▶ Requirement
All the data should come back exactly as it was given.
=== Material provided ===
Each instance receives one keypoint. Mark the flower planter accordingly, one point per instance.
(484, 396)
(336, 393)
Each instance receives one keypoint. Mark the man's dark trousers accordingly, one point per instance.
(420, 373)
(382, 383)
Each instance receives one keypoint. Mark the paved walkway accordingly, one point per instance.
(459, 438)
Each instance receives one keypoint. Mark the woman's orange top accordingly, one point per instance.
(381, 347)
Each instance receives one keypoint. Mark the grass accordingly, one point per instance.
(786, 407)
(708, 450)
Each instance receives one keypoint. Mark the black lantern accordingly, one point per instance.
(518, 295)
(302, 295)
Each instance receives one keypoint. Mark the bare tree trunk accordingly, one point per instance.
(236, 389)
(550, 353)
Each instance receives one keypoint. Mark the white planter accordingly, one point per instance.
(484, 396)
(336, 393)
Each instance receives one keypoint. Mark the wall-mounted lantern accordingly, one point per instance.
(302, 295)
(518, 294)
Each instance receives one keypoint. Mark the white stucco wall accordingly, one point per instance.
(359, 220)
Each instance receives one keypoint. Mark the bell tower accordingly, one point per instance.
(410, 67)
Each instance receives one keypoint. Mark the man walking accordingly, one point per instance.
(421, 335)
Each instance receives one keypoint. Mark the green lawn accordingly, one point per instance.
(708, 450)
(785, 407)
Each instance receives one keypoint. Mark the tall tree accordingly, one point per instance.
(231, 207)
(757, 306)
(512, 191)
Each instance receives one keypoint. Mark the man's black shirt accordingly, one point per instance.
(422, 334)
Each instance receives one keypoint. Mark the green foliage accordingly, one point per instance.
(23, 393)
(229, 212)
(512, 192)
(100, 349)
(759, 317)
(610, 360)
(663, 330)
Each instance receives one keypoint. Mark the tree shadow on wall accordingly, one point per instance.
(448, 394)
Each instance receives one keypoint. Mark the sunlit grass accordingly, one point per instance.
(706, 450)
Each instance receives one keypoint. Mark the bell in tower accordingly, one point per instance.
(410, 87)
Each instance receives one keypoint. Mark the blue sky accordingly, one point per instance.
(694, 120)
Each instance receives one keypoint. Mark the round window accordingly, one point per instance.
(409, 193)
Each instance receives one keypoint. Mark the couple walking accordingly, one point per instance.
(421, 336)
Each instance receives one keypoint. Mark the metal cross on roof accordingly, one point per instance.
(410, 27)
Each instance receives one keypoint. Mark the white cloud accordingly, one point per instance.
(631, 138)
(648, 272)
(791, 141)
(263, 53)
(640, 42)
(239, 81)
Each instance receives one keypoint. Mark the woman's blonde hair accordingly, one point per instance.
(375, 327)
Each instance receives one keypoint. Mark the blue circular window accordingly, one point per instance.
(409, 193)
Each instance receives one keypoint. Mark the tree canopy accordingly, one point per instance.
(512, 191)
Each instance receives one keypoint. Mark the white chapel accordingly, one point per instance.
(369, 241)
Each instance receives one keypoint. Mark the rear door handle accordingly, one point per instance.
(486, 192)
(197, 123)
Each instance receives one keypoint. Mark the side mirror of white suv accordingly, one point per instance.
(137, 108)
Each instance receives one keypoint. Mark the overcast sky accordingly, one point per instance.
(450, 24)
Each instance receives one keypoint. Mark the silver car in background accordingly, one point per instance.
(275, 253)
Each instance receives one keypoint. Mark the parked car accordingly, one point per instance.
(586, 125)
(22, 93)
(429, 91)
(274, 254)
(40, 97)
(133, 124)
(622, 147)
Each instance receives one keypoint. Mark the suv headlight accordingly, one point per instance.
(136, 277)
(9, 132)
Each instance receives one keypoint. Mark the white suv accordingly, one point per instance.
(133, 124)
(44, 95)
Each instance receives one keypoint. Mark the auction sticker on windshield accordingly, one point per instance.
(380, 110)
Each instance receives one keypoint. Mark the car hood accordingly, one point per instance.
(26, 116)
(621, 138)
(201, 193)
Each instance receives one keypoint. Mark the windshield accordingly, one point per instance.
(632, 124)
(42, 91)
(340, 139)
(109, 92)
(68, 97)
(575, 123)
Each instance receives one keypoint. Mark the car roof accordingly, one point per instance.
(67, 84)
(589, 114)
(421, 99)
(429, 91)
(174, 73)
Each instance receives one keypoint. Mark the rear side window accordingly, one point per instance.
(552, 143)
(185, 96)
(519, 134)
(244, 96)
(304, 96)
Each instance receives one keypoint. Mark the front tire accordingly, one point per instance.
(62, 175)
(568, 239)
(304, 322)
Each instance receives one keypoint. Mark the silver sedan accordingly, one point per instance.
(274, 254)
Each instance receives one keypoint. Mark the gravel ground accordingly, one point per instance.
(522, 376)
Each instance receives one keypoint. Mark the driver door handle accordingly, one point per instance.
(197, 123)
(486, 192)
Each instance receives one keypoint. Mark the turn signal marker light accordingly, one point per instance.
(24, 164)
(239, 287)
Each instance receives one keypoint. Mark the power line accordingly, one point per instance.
===
▶ Written answer
Each instance receives one keypoint. Mark the flower planter accordingly, one point per instance.
(484, 396)
(336, 393)
Each instance receives one keypoint. Mark the man's dark trousers accordingly, one point per instance.
(420, 373)
(382, 383)
Each instance receives one keypoint. Mark the paved walkway accordingly, one point per instance.
(459, 438)
Each instance receives one keypoint. Mark the woman's orange top accordingly, one point per instance.
(381, 347)
Each instance receives one keypoint. Mark the grass accordingly, one point per instance.
(786, 407)
(708, 450)
Each instance receives one keypoint. Mark the black lantern accordingly, one point per instance.
(518, 295)
(302, 295)
Each instance receives one keypoint. Mark the bare tree trunk accordingly, one point per instance.
(236, 389)
(550, 353)
Each instance receives one keypoint. Mark the white planter accordingly, one point per instance.
(484, 396)
(336, 393)
Each instance receives one keypoint. Mark the wall-mounted lantern accordingly, one point per instance.
(302, 295)
(518, 294)
Each instance receives one keypoint. Mark the white stucco wall accordingly, one point per instance.
(359, 220)
Each instance receives one keypoint. Mark the bell tower accordingly, one point per instance.
(410, 67)
Each instance receives one keypoint. Mark the man walking accordingly, one point per instance.
(421, 335)
Each instance receives one keypoint. Mark the green lawn accordingly, one point per instance.
(708, 450)
(785, 407)
Each instance receives one keypoint. Mark the tall tree accordingly, one point per instance.
(231, 207)
(757, 306)
(512, 191)
Each instance receives one keypoint. Mark the man's black shirt accordingly, one point per instance.
(422, 334)
Each instance receives one keypoint. Mark the green foliage accordingly, one point per instance.
(23, 393)
(229, 212)
(512, 192)
(100, 349)
(759, 317)
(610, 360)
(663, 330)
Each instance receives one keypoint. Mark the tree shadow on wall accordingly, one point per instance.
(448, 394)
Each instance receives one keypoint. Mark the sunlit grass accordingly, one point per instance.
(706, 450)
Each instance receives one keypoint. Mark the bell in tower accordingly, one point per instance.
(410, 87)
Each instance receives one keypoint. Mark the blue sky accordingly, one point per instance.
(694, 120)
Each instance receives one keypoint. Mark the round window accordingly, one point per instance.
(409, 193)
Each instance receives one keypoint. Mark the couple walking accordingly, one point per instance.
(421, 336)
Each instance receives one keypoint. Mark the metal cross on roof accordingly, one point per instance.
(410, 27)
Each instance receives one keypoint. Mark the white cloud accordingly, one point per instance.
(631, 138)
(648, 272)
(791, 141)
(263, 53)
(640, 42)
(239, 81)
Each instance receives one keypoint. Mark the woman's blonde hair accordingly, one point per instance.
(375, 327)
Each instance receives one keypoint. Mark the blue circular window accordingly, one point per instance.
(409, 193)
Each instance receives one keypoint. Mark the tree canopy accordingly, one point per instance.
(512, 191)
Each instance receives one keypoint. Mark the white chapel accordingly, one point per instance.
(369, 241)
Each instance receives one keypoint. Mark the rear door handle accordingly, one point per instance.
(486, 192)
(197, 123)
Each instance receives one keypoint. Mark the side mirror of white suv accordingly, one point per instance.
(137, 108)
Each instance receives one keypoint. Mark the overcast sky accordingly, one point per instance.
(450, 24)
Each instance receives one keypoint. Mark the silver car in background accordingly, one point per instance.
(275, 253)
Each instance receives one keypoint. Mark the parked car accordingly, one point per instance.
(586, 125)
(22, 93)
(429, 91)
(274, 254)
(40, 97)
(133, 124)
(622, 147)
Each instance receives one keypoint. Mark the suv headlight accordingly, one point per instance.
(136, 277)
(9, 132)
Each instance receives one keypoint. Mark the white suv accordingly, one point per instance.
(133, 124)
(44, 95)
Each instance receives one keypoint. Mark the auction sticker on windshield accordingly, one point per instance.
(380, 110)
Each instance receives one keypoint. Mark the car hood accordingly, one point per instance.
(26, 116)
(621, 138)
(201, 193)
Each instance receives one keypoint. Mark the windshield accordingly, one point per instance.
(632, 124)
(42, 91)
(340, 139)
(109, 92)
(68, 97)
(575, 123)
Each instance receives one keypoint. Mark the car roof accordingly, one point per instance.
(67, 84)
(589, 114)
(421, 99)
(429, 91)
(174, 73)
Each instance receives one keypoint. Mark the rear side window accordingly, one point per instance.
(552, 143)
(185, 96)
(519, 134)
(244, 96)
(304, 96)
Each instance receives one keypoint. Mark the front tire accordingly, one point per instance.
(62, 175)
(568, 239)
(304, 322)
Each instance receives one keypoint. Mark the silver sedan accordingly, one point per instance.
(274, 254)
Each instance receives one keypoint. Mark the gravel ground accordingly, one point per instance.
(522, 376)
Each instance receives one keypoint. Mark the driver door handle accordingly, one point per instance.
(197, 123)
(486, 192)
Each instance receives one keypoint. Mark the turn signal marker light accordingly, one point per instance.
(24, 164)
(239, 287)
Each instance receives one keypoint. Mark the power line accordingly, one point per instance.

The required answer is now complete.